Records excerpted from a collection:
# # # # #
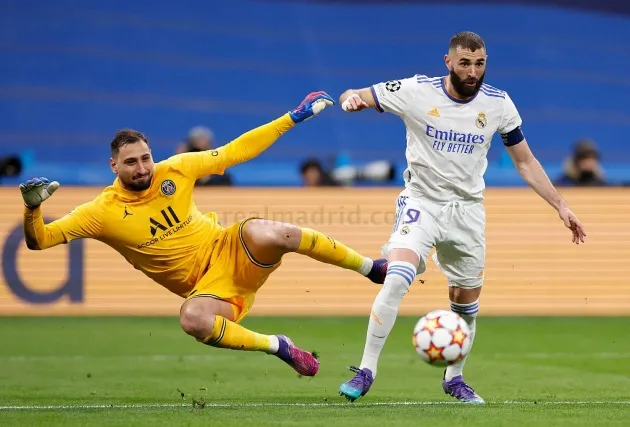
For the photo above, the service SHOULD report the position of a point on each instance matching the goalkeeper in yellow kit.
(148, 215)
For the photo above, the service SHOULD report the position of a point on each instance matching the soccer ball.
(441, 338)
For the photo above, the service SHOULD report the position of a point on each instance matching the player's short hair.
(467, 40)
(124, 137)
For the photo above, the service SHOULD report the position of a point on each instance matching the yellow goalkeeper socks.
(325, 249)
(228, 334)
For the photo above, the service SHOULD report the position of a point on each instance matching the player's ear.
(112, 165)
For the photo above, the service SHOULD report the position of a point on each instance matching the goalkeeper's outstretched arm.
(84, 221)
(39, 236)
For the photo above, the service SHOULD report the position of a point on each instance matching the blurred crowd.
(581, 168)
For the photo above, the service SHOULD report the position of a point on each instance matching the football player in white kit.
(450, 122)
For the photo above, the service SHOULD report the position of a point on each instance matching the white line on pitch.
(287, 404)
(202, 357)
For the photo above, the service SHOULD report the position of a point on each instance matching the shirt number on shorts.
(411, 216)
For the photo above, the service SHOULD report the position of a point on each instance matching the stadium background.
(73, 73)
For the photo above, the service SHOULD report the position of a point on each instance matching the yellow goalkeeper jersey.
(159, 231)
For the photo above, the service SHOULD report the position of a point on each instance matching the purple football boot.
(305, 363)
(357, 386)
(461, 391)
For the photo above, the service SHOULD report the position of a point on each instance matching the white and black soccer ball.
(441, 338)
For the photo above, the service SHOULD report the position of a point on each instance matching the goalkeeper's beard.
(460, 85)
(140, 184)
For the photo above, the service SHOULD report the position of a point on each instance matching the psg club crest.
(393, 85)
(168, 187)
(481, 121)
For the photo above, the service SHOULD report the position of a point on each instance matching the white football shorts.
(457, 230)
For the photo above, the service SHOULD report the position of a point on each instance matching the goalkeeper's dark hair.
(124, 137)
(467, 40)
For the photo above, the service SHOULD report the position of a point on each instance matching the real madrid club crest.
(393, 85)
(481, 121)
(168, 187)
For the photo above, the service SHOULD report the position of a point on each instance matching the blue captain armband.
(513, 137)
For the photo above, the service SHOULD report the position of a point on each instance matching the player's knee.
(277, 235)
(400, 276)
(195, 322)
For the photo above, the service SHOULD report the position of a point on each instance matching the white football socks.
(399, 277)
(366, 267)
(468, 312)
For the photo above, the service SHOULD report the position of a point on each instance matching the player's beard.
(141, 184)
(460, 85)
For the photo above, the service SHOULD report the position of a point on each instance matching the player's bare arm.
(357, 100)
(533, 173)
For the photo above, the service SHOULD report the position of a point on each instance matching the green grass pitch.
(134, 371)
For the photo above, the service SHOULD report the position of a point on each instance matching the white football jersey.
(447, 139)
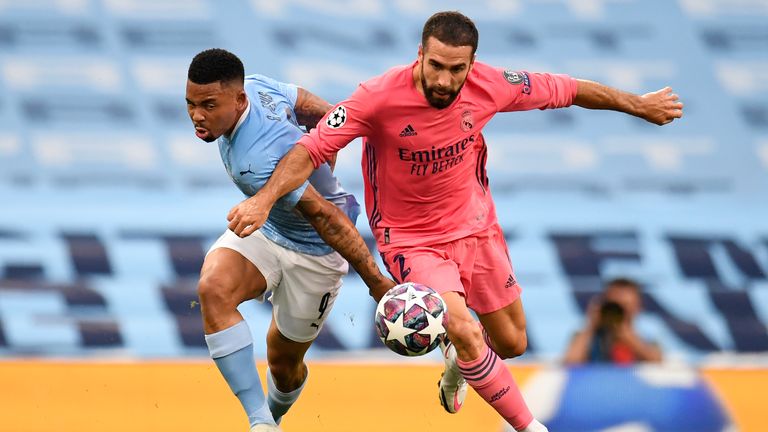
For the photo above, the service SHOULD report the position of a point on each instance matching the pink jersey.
(424, 168)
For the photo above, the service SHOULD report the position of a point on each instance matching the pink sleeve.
(346, 121)
(521, 91)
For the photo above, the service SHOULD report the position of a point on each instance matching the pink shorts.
(477, 267)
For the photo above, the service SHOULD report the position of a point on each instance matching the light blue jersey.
(268, 131)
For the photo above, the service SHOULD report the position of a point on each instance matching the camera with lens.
(611, 316)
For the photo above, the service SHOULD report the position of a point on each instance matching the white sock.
(280, 402)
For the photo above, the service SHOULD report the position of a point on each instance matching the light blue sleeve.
(290, 91)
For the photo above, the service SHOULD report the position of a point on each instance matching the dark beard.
(430, 94)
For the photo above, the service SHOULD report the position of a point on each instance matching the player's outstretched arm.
(335, 228)
(310, 108)
(659, 107)
(291, 172)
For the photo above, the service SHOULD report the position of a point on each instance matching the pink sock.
(492, 381)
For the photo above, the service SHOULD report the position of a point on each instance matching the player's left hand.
(248, 216)
(661, 107)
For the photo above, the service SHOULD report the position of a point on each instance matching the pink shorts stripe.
(477, 267)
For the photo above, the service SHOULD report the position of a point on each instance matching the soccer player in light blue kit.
(256, 120)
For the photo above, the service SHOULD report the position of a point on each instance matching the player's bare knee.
(217, 291)
(465, 335)
(285, 369)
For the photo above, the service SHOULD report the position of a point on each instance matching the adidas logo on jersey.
(408, 131)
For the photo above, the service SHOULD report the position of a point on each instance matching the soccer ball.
(410, 319)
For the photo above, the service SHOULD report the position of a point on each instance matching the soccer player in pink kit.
(427, 193)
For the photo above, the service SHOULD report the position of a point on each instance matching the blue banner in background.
(591, 399)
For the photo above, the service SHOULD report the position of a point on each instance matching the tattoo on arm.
(310, 108)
# # # # #
- [AIM OF THE TASK]:
Beginning at the line that contains "light blue kit.", retype each line of the listing up to and including the last one, exactly as it stands, and nothing else.

- [COMPLETED EXERCISE]:
For the photo above, the service SHOULD report the position of a point on each instance matching the soccer player in light blue kit.
(256, 120)
For the photo above, the service SHOULD report the position of a point on each instance matching the player's bare knee.
(217, 291)
(465, 335)
(285, 369)
For the photo above, the service SHOULD report the position of a point on each instance matching the adidas logo on jersey.
(408, 131)
For the photo above, the service SHOULD report the position of a point on each instance matching the soccer ball.
(410, 319)
For the photo above, the service SHOULD report the position of a point on each instance matching the soccer player in pink kit.
(427, 193)
For the photo above, the service SHOULD report the position of a point on each instance matching the blue banner in background.
(591, 399)
For the photo above, the service SHOULD report the position of a point on each instance matching the tattoo on arm.
(310, 108)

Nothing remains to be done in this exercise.